- _Source document_:

>>

# GT 5000 steering



## mkinsey7 (Jun 13, 2011)

I have my GT 5000 in the garage apart, trying to see if I can do anything with the poor steering radius. Any ideas would be much welcomed.


----------



## dangeroustoys56 (Jul 26, 2010)

Most times poor steering is due to rust on the spindles (where it goes thru the front axle) - depends if theres zerk fittings on them if theyre greased enough- sometimes rust does form in the bushing areas and hinders steering.

Id pull the spindles, clean and grease them up, another thing is make sure the front tires have plenty of air, low front tire pressure will also affect the steering.

Most times the poor steering aspects are engineered in at the factory - i have a 84 dynamark that has the steering radius of a semi truck - tight turns arent an option.


----------



## mkinsey7 (Jun 13, 2011)

Hi. yep, the tractor rolls fine but just like you say, turns like a semi. I am so disappointed since my simplicity would turn on a dime and give me change back. I was hoping that maybe a steering from some other tractor or whatever would be an alternative. Guess I will just have to engineer something myself, but thx for the input.


----------



## ftorleans1 (Jul 12, 2009)

Hello, Sorry to say, not much can be done. Most of the time, it's the bad geometry of the linkage. Yes, most all the older tractors from the eighties and back, will out turn most of the newer ones. I know the same drag... Pretty bad when you have to negotiate when to yank the wheel from one direction to the other in hopes of covering the area which keeps being missed...
Best Rgards,
Cedar Mill Bumper and Hitch


----------

<<

- _Problems_:
(1) Reproduce the part of the GT 5000 steering thread starting at "Id pull the" and ending at "for the input.".
(2) In the GT 5000 steering thread, what does ftorleans1 say is most often the cause of poor turning?
The dataset items aren't required for anything here.

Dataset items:
>>

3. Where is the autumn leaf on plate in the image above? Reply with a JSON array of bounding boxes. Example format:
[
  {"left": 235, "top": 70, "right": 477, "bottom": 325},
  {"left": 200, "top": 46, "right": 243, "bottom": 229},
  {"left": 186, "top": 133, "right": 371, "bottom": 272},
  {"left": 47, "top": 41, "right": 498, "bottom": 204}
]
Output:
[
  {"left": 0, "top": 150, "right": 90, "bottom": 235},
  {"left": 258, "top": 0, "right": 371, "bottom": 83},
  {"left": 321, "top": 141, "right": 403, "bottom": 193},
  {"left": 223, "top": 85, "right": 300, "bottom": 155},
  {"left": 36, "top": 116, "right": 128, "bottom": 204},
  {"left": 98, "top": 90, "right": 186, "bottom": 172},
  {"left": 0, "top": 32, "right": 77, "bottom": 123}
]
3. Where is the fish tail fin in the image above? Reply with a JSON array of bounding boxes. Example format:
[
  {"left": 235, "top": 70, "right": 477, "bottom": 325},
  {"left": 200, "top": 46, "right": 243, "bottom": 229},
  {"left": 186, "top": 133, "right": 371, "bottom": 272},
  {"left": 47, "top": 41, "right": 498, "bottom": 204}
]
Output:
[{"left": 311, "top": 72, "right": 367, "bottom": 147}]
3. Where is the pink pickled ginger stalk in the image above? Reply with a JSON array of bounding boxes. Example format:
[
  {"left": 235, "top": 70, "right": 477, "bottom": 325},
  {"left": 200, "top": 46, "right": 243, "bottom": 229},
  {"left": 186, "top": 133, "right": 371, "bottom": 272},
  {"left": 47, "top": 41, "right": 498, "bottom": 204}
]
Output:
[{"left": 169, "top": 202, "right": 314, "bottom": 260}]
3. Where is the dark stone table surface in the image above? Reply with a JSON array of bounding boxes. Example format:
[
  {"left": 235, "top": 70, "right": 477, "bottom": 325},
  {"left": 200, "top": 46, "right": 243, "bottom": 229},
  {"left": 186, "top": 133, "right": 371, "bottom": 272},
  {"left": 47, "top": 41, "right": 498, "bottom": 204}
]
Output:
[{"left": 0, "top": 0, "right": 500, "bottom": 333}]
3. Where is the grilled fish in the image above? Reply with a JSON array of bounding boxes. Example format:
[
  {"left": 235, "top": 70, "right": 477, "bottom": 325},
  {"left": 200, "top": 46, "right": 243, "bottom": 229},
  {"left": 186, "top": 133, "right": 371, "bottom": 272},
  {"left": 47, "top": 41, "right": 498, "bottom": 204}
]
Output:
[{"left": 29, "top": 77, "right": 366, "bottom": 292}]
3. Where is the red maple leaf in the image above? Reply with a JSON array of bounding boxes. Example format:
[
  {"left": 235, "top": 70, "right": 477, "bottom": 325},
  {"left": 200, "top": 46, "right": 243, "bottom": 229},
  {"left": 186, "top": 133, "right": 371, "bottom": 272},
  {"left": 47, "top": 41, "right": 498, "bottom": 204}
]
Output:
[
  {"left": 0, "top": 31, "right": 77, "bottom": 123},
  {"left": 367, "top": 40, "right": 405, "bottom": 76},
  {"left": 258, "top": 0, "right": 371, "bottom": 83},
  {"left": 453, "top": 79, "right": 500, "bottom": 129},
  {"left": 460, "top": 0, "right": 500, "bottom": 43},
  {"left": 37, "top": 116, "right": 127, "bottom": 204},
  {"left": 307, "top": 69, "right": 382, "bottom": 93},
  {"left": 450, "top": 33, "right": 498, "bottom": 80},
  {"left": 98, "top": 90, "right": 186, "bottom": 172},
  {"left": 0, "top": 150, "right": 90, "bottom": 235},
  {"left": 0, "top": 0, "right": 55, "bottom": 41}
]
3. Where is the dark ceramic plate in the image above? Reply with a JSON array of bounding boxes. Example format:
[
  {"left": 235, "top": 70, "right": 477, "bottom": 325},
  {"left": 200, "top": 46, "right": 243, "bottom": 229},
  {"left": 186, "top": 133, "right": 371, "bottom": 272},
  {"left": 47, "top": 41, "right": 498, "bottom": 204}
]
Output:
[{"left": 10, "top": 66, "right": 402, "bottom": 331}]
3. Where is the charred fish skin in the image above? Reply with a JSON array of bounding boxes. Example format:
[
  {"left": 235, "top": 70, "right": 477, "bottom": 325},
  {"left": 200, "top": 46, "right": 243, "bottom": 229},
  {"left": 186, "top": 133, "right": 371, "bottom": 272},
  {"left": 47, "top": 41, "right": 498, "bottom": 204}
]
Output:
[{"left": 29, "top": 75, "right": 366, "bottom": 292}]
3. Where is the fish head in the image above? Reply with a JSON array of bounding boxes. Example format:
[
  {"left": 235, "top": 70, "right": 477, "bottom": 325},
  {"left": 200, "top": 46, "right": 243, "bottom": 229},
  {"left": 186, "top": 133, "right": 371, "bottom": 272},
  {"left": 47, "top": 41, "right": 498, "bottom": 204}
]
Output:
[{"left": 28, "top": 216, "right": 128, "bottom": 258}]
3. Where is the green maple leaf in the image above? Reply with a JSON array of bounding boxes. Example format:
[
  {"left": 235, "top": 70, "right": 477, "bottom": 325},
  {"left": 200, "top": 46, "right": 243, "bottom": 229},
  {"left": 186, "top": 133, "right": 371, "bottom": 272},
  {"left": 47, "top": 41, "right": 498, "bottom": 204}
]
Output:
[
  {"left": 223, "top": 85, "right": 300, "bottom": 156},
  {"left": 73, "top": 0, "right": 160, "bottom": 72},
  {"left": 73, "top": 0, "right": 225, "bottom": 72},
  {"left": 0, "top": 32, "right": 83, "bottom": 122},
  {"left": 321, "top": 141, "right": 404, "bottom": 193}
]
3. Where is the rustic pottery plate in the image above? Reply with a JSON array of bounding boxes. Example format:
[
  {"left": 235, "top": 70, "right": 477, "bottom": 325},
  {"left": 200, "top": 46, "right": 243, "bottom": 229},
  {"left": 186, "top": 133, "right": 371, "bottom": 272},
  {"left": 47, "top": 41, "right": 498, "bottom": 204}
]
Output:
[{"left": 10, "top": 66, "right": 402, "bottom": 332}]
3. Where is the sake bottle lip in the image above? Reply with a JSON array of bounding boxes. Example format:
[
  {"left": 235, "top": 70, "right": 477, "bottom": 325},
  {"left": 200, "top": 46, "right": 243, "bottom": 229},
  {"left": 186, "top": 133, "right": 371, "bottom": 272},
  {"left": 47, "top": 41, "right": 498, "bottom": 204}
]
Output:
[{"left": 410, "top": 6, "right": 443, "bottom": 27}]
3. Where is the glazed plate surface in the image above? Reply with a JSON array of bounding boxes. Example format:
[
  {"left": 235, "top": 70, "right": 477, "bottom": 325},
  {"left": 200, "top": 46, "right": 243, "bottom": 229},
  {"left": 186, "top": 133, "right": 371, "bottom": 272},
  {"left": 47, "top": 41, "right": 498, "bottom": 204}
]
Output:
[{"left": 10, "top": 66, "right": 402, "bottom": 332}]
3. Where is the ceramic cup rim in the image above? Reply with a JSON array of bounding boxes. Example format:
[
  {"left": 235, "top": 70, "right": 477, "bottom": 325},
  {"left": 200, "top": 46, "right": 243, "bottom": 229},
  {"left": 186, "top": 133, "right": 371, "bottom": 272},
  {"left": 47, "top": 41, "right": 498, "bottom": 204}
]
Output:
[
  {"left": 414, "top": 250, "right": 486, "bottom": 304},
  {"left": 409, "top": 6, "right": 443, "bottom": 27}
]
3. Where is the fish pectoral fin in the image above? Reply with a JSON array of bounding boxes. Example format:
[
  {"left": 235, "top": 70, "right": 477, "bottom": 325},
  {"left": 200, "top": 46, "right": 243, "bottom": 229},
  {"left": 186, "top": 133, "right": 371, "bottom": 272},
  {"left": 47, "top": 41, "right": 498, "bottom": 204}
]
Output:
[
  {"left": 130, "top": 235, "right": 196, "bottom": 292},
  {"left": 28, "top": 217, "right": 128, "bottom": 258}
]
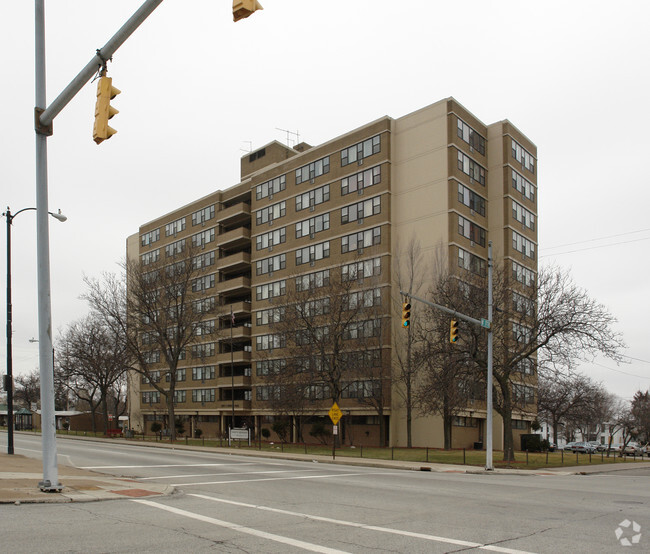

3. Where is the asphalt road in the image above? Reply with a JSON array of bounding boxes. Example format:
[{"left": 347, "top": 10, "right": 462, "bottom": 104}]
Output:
[{"left": 0, "top": 435, "right": 650, "bottom": 553}]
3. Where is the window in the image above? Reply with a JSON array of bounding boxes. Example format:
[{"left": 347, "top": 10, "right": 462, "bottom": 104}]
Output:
[
  {"left": 457, "top": 117, "right": 485, "bottom": 156},
  {"left": 255, "top": 175, "right": 287, "bottom": 200},
  {"left": 512, "top": 262, "right": 535, "bottom": 287},
  {"left": 296, "top": 185, "right": 330, "bottom": 212},
  {"left": 511, "top": 139, "right": 535, "bottom": 173},
  {"left": 458, "top": 183, "right": 485, "bottom": 217},
  {"left": 296, "top": 269, "right": 330, "bottom": 292},
  {"left": 192, "top": 250, "right": 214, "bottom": 269},
  {"left": 458, "top": 150, "right": 485, "bottom": 186},
  {"left": 296, "top": 241, "right": 330, "bottom": 265},
  {"left": 296, "top": 156, "right": 330, "bottom": 185},
  {"left": 192, "top": 389, "right": 215, "bottom": 403},
  {"left": 255, "top": 279, "right": 286, "bottom": 300},
  {"left": 255, "top": 227, "right": 287, "bottom": 250},
  {"left": 192, "top": 273, "right": 215, "bottom": 292},
  {"left": 458, "top": 248, "right": 485, "bottom": 276},
  {"left": 256, "top": 358, "right": 287, "bottom": 376},
  {"left": 344, "top": 289, "right": 381, "bottom": 310},
  {"left": 255, "top": 200, "right": 287, "bottom": 225},
  {"left": 192, "top": 227, "right": 214, "bottom": 246},
  {"left": 165, "top": 217, "right": 185, "bottom": 237},
  {"left": 341, "top": 135, "right": 381, "bottom": 167},
  {"left": 192, "top": 342, "right": 214, "bottom": 358},
  {"left": 256, "top": 254, "right": 287, "bottom": 275},
  {"left": 255, "top": 306, "right": 285, "bottom": 325},
  {"left": 174, "top": 390, "right": 187, "bottom": 404},
  {"left": 341, "top": 196, "right": 381, "bottom": 223},
  {"left": 192, "top": 365, "right": 215, "bottom": 381},
  {"left": 142, "top": 390, "right": 160, "bottom": 404},
  {"left": 140, "top": 229, "right": 160, "bottom": 246},
  {"left": 341, "top": 258, "right": 381, "bottom": 281},
  {"left": 255, "top": 333, "right": 285, "bottom": 351},
  {"left": 341, "top": 227, "right": 381, "bottom": 254},
  {"left": 140, "top": 248, "right": 160, "bottom": 265},
  {"left": 341, "top": 379, "right": 381, "bottom": 398},
  {"left": 453, "top": 416, "right": 478, "bottom": 427},
  {"left": 192, "top": 204, "right": 214, "bottom": 226},
  {"left": 512, "top": 292, "right": 535, "bottom": 316},
  {"left": 511, "top": 169, "right": 537, "bottom": 202},
  {"left": 341, "top": 165, "right": 381, "bottom": 196},
  {"left": 343, "top": 319, "right": 381, "bottom": 340},
  {"left": 512, "top": 231, "right": 535, "bottom": 260},
  {"left": 458, "top": 215, "right": 485, "bottom": 246},
  {"left": 165, "top": 239, "right": 185, "bottom": 258},
  {"left": 512, "top": 200, "right": 535, "bottom": 231},
  {"left": 296, "top": 214, "right": 330, "bottom": 239}
]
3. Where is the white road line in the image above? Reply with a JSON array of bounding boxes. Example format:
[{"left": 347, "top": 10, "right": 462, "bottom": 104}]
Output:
[
  {"left": 133, "top": 499, "right": 348, "bottom": 554},
  {"left": 188, "top": 493, "right": 533, "bottom": 554},
  {"left": 171, "top": 472, "right": 404, "bottom": 487},
  {"left": 79, "top": 462, "right": 256, "bottom": 469},
  {"left": 138, "top": 469, "right": 316, "bottom": 481}
]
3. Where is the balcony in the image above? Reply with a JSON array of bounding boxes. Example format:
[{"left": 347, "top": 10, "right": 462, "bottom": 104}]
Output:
[
  {"left": 217, "top": 349, "right": 252, "bottom": 364},
  {"left": 219, "top": 324, "right": 251, "bottom": 342},
  {"left": 217, "top": 252, "right": 251, "bottom": 271},
  {"left": 216, "top": 277, "right": 251, "bottom": 294},
  {"left": 217, "top": 225, "right": 251, "bottom": 248},
  {"left": 216, "top": 400, "right": 252, "bottom": 412},
  {"left": 217, "top": 202, "right": 251, "bottom": 225}
]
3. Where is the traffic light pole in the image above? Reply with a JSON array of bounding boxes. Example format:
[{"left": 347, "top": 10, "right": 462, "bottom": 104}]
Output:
[
  {"left": 34, "top": 0, "right": 163, "bottom": 492},
  {"left": 399, "top": 241, "right": 494, "bottom": 471}
]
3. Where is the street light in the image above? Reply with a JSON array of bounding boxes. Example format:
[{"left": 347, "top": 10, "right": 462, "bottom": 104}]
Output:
[{"left": 2, "top": 206, "right": 68, "bottom": 454}]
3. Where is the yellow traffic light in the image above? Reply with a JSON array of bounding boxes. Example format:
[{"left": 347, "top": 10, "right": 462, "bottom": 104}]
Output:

<<

- _Completed exercise_:
(1)
Id pull the spindles, clean and grease them up, another thing is make sure the front tires have plenty of air, low front tire pressure will also affect the steering.

Most times the poor steering aspects are engineered in at the factory - i have a 84 dynamark that has the steering radius of a semi truck - tight turns arent an option.


----------



## mkinsey7 (Jun 13, 2011)

Hi. yep, the tractor rolls fine but just like you say, turns like a semi. I am so disappointed since my simplicity would turn on a dime and give me change back. I was hoping that maybe a steering from some other tractor or whatever would be an alternative. Guess I will just have to engineer something myself, but thx for the input.

(2) The bad geometry of the linkage.